--- Task requirements ---
For the entries below, repeat exactly each line starting with the one that contains "(a) Find the boat" and going on through the one that contains "(a) Find the yellow", and no others.
..........
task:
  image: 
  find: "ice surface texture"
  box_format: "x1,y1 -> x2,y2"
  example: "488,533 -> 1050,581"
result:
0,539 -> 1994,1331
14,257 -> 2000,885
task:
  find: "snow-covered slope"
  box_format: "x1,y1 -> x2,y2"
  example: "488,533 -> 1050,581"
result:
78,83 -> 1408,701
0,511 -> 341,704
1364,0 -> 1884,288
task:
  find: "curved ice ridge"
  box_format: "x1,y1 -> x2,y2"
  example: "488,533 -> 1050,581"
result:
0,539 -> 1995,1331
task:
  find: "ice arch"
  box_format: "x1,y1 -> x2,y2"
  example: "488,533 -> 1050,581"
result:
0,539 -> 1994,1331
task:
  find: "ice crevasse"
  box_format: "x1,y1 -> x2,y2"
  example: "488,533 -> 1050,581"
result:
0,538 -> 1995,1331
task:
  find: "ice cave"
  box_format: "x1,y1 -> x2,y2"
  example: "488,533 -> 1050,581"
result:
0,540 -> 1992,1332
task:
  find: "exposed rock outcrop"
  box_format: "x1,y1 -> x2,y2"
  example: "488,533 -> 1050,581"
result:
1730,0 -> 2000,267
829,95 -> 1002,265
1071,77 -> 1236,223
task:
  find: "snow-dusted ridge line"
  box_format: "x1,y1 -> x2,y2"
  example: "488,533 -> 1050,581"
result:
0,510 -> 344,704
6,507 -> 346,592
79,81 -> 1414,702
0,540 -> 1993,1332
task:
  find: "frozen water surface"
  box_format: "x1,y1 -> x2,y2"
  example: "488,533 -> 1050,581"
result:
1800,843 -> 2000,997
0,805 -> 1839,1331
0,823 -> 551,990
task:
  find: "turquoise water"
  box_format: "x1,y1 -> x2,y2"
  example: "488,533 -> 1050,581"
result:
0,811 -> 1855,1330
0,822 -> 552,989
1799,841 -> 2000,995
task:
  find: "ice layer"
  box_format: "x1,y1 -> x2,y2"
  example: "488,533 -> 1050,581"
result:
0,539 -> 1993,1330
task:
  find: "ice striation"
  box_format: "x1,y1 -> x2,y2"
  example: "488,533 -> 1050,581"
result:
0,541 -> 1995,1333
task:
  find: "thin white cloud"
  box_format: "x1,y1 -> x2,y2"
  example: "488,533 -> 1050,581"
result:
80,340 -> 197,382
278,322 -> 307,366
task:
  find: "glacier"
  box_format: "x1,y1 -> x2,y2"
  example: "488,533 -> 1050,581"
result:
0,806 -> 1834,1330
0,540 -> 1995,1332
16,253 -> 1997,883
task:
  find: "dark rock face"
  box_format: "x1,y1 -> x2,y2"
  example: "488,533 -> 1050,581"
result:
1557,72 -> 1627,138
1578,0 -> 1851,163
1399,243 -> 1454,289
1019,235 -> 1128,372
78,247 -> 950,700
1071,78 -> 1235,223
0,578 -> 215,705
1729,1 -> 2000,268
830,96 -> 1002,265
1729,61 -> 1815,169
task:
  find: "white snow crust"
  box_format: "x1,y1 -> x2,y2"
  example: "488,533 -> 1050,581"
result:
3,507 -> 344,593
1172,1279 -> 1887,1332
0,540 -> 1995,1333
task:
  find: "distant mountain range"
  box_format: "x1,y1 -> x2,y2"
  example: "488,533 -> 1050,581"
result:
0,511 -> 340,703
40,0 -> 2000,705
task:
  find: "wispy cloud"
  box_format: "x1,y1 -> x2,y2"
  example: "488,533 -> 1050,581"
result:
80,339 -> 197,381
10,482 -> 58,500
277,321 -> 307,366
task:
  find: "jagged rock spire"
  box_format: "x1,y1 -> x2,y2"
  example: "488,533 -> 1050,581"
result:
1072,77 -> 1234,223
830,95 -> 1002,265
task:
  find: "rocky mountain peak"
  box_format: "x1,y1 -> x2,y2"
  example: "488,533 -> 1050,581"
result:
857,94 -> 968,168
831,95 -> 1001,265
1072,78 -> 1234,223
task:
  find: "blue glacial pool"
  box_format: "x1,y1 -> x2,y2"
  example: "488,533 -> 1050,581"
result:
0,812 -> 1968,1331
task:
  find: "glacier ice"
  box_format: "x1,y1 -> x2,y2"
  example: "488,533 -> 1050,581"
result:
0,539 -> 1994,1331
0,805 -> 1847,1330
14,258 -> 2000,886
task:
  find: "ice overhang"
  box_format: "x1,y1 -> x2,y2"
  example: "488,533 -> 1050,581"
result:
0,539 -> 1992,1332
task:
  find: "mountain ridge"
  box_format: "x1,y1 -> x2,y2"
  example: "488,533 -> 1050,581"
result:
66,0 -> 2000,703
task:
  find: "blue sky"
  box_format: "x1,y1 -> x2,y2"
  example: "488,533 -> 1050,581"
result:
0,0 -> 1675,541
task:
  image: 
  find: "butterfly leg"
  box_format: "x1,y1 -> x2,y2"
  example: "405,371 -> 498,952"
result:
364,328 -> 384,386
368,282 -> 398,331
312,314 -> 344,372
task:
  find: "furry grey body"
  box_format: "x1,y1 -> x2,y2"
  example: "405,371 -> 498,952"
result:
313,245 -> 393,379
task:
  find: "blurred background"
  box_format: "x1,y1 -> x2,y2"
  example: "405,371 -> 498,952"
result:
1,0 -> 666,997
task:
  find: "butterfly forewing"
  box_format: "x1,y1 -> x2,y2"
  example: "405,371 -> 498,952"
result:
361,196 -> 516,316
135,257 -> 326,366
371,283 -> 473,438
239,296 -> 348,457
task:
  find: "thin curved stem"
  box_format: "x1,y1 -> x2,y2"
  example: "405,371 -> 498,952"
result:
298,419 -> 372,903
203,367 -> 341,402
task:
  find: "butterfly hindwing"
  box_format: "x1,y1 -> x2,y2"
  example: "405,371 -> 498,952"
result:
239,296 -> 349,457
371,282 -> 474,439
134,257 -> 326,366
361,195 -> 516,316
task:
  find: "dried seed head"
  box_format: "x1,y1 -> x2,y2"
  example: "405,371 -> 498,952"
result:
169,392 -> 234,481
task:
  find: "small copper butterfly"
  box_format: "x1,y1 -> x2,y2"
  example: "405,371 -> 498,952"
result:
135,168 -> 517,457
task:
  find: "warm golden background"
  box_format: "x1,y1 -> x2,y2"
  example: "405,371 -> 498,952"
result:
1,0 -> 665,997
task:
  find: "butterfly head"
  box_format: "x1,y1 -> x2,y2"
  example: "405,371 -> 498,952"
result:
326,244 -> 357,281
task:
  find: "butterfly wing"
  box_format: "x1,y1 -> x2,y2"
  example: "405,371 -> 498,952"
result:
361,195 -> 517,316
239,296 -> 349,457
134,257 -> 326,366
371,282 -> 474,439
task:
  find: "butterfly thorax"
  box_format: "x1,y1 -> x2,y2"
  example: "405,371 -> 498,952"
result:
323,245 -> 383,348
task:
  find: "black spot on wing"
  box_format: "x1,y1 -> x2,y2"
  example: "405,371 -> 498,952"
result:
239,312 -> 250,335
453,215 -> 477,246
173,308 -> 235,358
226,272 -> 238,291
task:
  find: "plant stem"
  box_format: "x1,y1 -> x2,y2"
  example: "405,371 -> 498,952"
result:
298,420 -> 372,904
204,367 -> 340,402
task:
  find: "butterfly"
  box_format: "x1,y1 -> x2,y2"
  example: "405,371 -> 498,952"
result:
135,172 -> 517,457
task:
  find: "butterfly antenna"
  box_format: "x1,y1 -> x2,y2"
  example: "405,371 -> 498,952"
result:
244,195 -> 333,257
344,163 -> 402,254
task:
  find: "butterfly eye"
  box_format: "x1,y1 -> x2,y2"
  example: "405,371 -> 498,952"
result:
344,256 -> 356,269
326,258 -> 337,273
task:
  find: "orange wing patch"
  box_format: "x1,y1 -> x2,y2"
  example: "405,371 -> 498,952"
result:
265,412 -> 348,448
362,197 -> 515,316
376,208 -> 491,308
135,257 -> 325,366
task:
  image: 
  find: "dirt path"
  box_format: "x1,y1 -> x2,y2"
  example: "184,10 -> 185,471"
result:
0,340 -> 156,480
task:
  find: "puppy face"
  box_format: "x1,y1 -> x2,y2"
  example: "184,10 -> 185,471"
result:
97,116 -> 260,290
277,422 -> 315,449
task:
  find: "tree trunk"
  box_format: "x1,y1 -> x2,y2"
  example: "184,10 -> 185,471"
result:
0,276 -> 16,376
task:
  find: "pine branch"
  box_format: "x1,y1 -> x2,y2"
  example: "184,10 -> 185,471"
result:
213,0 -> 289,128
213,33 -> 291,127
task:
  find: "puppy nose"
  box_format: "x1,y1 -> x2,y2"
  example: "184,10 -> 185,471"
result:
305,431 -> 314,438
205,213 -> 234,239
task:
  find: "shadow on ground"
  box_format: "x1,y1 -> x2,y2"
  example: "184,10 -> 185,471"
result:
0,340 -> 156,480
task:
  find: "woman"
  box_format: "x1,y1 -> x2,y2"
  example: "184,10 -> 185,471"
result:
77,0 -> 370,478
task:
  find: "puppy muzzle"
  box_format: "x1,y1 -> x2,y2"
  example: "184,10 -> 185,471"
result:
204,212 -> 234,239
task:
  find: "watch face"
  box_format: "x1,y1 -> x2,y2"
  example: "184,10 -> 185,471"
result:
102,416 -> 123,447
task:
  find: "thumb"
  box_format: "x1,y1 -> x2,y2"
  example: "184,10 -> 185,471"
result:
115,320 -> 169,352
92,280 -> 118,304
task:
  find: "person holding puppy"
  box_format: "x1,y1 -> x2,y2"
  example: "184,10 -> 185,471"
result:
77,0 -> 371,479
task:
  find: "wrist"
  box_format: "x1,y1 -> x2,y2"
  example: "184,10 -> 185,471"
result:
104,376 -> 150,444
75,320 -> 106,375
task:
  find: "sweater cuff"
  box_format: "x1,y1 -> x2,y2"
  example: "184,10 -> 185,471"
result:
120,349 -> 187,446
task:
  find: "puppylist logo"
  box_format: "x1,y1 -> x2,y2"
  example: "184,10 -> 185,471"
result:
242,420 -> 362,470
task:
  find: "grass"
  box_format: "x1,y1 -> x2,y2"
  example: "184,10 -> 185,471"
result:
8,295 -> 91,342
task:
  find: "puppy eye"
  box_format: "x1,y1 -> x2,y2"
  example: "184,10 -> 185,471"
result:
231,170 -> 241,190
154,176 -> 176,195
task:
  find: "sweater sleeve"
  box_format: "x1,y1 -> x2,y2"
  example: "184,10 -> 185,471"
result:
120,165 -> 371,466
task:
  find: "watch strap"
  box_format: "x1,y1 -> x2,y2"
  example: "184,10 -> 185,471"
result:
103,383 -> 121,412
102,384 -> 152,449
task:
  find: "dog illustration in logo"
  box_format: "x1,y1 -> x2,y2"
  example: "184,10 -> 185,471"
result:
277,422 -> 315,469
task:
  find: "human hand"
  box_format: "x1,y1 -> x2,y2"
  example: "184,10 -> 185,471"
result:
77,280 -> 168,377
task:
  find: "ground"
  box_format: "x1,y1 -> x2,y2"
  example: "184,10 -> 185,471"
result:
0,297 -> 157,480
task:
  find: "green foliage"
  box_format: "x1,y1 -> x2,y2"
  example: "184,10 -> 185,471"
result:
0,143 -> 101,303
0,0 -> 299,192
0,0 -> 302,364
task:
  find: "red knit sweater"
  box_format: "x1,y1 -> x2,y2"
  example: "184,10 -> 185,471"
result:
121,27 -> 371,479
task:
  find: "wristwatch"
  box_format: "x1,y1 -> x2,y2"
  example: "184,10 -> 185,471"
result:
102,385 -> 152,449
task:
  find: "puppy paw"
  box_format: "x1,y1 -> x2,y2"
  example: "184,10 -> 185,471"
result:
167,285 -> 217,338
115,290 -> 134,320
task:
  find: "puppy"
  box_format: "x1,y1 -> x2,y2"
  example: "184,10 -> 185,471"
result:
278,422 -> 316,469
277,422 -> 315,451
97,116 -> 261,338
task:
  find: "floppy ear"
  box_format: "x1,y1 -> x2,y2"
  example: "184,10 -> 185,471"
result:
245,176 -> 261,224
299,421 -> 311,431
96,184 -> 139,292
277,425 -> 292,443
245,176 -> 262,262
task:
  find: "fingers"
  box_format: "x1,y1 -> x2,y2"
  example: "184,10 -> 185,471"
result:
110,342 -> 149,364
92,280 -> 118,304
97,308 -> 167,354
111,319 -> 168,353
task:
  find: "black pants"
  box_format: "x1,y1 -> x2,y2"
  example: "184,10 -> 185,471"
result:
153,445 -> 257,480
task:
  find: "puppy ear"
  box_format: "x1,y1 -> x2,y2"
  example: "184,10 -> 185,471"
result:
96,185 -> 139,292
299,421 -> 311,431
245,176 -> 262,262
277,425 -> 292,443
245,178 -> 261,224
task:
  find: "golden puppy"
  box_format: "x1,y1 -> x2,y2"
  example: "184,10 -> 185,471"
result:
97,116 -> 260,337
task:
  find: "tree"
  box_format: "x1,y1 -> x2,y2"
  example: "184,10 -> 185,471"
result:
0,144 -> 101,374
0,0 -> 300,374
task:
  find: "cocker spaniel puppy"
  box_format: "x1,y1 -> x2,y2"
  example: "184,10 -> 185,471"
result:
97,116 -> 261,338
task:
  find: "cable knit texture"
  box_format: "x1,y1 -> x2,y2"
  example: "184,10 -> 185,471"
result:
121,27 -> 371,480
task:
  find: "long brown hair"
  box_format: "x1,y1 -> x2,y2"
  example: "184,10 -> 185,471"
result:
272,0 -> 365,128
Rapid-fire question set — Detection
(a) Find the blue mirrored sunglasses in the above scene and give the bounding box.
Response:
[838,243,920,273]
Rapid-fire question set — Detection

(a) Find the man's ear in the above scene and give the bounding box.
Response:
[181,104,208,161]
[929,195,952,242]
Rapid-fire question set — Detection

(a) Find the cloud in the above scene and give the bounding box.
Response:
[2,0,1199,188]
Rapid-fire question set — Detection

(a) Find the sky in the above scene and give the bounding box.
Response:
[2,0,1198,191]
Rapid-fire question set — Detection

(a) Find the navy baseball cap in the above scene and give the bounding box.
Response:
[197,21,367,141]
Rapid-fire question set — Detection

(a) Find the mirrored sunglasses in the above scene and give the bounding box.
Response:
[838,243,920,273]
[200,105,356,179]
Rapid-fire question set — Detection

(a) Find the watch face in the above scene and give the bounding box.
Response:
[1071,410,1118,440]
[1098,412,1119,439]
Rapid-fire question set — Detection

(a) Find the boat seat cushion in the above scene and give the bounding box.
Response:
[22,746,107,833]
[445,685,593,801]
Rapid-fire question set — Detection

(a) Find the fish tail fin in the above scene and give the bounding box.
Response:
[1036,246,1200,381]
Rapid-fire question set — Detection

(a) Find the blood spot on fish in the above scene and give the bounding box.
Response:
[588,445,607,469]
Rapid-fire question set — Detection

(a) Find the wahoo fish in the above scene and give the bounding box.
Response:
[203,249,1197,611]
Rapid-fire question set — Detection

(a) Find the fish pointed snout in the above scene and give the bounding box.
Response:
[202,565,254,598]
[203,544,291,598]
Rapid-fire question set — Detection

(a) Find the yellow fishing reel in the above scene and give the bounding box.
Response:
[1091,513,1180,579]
..........
--- Exercise result ---
(a) Find the boat seat cushion in the above scene and give the bounding box.
Response:
[22,746,107,833]
[445,685,593,801]
Rapid-fire question set — Detection

(a) Find the fish tail fin in the above scene and give the bounding box.
Response:
[1036,246,1200,381]
Rapid-fire question set — Detection

(a) Find the blood spot on fish in the above scene and give the bounding box.
Response:
[588,445,607,469]
Rapid-fire question set — Detection

(a) Find the wahoo fish in the above scene and give the bounding box.
Response:
[203,249,1197,611]
Rapid-fire question set — Detection

(a) Find the fish pointed snout in the above scene and give the bounding box.
Response:
[202,565,254,598]
[203,544,291,598]
Rapid-fire question set — Detection

(a) Find the yellow fishing reel in the above scene and give the bounding box.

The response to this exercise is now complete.